◆ **Exercise A**:
According to the passage on vaccination campaigns in the Kalambayi health district, who makes up each Community animation cell?
◆ **Exercise B**:
Write a continuation of the passage on vaccination campaigns in the Kalambayi health district, beginning after its final sentence.

◆ **Page extract**:

Ever since mid-2017, all the villages in the Kalambayi health district in the Lomami province have Community animation cells (CACs) each of which is made up of a village chief and community members. These groups are in charge of coordinating vaccination campaign community initiatives.
The success of the CACs is due to the fact that the vaccination campaigns are run by people who know the area well and are highly motivated to work for their community. “We’ve seen an improvement in turn-outs.The abstention rate for parents and children during mass campaigns is always lower. But when families hear the awareness raising messages coming from members of the CACs, there is a better turn-out, as the communities trust them more”, stated Paulin Kabamba, community activist in the Kalambayi health district.

◆ **Data section**:
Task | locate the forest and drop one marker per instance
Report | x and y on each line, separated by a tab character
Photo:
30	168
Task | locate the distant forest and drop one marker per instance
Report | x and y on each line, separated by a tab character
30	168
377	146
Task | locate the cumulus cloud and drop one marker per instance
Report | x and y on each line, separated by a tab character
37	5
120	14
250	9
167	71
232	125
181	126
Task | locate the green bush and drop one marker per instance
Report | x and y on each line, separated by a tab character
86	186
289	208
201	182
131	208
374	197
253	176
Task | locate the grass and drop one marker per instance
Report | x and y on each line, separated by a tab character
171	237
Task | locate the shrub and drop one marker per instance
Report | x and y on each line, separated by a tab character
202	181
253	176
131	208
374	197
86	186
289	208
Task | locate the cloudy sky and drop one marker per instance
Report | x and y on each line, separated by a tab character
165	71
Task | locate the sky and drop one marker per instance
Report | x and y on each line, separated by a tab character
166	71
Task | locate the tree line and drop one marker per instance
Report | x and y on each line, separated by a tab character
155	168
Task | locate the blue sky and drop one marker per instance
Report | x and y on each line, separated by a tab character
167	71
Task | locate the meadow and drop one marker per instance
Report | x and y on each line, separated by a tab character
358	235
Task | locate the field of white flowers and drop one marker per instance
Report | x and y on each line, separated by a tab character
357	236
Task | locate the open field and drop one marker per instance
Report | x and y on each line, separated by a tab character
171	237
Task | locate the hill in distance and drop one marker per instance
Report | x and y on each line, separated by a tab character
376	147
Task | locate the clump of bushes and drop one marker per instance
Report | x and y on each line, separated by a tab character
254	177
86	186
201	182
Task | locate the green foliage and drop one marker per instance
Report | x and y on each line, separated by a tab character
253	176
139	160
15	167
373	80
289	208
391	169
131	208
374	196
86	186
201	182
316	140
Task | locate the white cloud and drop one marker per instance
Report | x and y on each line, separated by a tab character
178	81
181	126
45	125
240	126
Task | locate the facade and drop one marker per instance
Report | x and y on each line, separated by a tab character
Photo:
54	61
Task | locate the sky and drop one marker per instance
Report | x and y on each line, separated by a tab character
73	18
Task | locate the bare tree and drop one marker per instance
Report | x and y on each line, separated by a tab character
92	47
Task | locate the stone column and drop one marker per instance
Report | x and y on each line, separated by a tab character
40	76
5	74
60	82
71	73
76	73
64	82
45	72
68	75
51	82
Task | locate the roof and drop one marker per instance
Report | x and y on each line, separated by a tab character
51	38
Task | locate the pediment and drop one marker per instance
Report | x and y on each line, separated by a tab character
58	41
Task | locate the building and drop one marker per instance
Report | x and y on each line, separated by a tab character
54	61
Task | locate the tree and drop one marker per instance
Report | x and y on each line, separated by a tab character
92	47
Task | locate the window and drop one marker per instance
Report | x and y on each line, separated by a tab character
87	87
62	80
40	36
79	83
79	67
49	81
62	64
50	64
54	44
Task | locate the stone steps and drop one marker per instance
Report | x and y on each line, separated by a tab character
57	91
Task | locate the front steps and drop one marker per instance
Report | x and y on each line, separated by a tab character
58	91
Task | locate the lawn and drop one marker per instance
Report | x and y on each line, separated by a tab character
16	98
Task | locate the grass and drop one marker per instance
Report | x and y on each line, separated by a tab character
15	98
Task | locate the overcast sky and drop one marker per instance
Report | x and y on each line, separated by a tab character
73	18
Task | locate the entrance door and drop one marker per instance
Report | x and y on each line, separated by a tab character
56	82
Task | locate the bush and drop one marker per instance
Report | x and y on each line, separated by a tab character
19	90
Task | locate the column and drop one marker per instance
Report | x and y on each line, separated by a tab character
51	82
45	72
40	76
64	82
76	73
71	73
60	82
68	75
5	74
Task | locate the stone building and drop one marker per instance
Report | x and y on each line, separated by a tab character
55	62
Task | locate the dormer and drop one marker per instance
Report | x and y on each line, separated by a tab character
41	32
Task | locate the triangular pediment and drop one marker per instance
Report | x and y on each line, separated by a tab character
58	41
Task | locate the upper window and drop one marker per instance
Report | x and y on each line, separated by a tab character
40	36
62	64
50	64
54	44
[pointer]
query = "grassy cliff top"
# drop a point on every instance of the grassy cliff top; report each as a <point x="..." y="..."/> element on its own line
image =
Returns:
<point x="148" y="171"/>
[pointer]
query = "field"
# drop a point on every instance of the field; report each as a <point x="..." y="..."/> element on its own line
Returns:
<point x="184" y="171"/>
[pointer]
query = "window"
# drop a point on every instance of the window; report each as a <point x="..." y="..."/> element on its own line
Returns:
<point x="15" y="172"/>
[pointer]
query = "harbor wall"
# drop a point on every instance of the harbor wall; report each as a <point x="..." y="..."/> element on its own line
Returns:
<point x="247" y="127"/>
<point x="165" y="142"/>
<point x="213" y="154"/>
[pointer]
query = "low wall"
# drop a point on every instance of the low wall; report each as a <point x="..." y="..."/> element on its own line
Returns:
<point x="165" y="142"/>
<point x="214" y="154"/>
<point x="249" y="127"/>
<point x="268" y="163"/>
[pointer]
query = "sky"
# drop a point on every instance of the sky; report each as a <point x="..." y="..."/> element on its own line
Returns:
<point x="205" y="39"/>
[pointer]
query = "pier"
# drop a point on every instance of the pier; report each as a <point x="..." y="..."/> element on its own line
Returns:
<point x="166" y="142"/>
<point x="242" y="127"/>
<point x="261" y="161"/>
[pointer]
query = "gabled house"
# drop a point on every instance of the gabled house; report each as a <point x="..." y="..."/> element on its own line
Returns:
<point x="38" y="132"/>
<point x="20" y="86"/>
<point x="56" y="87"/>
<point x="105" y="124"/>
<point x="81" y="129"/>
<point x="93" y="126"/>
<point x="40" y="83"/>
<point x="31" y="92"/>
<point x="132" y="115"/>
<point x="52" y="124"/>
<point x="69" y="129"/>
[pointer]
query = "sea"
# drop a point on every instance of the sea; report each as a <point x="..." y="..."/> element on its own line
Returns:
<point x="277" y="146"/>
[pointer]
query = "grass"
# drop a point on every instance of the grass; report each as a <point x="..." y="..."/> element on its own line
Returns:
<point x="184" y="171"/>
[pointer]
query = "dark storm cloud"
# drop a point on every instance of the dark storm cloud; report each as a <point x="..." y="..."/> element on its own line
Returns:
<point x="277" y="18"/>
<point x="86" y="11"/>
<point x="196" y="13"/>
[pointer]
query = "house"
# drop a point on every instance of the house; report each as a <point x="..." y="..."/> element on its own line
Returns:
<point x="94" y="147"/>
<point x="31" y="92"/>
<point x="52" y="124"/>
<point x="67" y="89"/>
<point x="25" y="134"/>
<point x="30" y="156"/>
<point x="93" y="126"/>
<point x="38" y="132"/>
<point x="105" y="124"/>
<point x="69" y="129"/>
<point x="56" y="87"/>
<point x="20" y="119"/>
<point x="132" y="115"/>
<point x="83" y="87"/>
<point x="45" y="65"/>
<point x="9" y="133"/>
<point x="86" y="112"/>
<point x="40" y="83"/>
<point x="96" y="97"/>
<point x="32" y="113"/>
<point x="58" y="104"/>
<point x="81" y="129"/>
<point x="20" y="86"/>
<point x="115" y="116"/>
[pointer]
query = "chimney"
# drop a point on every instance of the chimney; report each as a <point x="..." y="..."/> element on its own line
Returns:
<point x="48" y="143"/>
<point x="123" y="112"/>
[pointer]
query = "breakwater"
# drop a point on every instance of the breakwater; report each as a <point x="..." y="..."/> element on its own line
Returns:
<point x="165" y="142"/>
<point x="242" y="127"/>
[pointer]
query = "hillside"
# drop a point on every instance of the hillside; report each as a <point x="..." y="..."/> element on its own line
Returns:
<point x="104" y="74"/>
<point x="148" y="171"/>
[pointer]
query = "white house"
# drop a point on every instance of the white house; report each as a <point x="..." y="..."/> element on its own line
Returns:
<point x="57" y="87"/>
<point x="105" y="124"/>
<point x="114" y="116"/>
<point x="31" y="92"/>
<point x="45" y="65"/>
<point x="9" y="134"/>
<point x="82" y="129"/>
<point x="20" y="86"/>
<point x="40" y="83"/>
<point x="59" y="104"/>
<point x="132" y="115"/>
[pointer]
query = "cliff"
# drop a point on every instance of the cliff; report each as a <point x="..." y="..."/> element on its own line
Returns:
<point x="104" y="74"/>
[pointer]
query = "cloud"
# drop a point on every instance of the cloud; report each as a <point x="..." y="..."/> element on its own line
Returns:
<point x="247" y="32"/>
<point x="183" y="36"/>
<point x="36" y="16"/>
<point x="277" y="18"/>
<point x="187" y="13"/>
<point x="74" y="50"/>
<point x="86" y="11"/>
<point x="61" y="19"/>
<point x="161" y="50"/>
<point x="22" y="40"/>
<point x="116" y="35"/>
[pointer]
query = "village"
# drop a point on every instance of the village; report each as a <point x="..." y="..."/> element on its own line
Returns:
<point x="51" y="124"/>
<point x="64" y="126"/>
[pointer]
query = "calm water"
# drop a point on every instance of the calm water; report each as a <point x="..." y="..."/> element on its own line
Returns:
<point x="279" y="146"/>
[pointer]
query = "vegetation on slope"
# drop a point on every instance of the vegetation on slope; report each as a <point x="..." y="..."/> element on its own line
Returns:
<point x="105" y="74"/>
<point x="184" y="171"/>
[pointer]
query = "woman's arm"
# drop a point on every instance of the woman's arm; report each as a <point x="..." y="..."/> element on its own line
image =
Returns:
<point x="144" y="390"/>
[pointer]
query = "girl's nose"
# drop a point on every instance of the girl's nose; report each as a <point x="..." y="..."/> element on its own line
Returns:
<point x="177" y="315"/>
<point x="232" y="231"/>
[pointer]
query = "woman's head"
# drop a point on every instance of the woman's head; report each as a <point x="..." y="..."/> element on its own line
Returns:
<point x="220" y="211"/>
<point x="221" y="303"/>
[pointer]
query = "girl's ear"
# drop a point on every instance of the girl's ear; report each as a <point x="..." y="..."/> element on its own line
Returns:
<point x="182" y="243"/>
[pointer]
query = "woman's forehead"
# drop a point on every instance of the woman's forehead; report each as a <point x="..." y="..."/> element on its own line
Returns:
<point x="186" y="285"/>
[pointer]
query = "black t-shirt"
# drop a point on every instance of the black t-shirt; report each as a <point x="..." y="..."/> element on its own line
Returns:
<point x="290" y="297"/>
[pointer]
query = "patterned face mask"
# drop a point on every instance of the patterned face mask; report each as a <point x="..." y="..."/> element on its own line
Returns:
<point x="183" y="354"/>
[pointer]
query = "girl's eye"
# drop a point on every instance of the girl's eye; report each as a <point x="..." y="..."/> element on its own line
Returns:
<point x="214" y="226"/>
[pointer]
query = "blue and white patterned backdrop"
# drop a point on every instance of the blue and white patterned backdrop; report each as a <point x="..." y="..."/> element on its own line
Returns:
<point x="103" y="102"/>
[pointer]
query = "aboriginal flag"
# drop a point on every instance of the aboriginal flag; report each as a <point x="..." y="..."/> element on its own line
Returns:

◆ **Reply A**:
A village chief and community members.

◆ **Reply B**:
CAC members receive communication training from UNICEF on how to spread the message about the importance of vaccination, as well as how to administer it. This way, they can eventually administer the vaccination themselves without needing outside help. “With this approach, vaccinators are recruited from CAC members. Before a campaign begins, they are tasked with identifying the areas in their villages in order to obtain real figures to better assess the needs to ensure good vaccination coverage”, emphasized Dr. Claude Ntambua, head of medicine in the Kalambayi health district.
Because of their contributions, the CACs helped to stamp out the measles epidemic in 6 to 10 health areas of the Kalambayi health district in 2018. Strengthened with this success, the CACs became involved with different mass vaccination campaigns for children. In September 2018, more than 45,000 children received the polio vaccination, while only 40,000 had been targeted.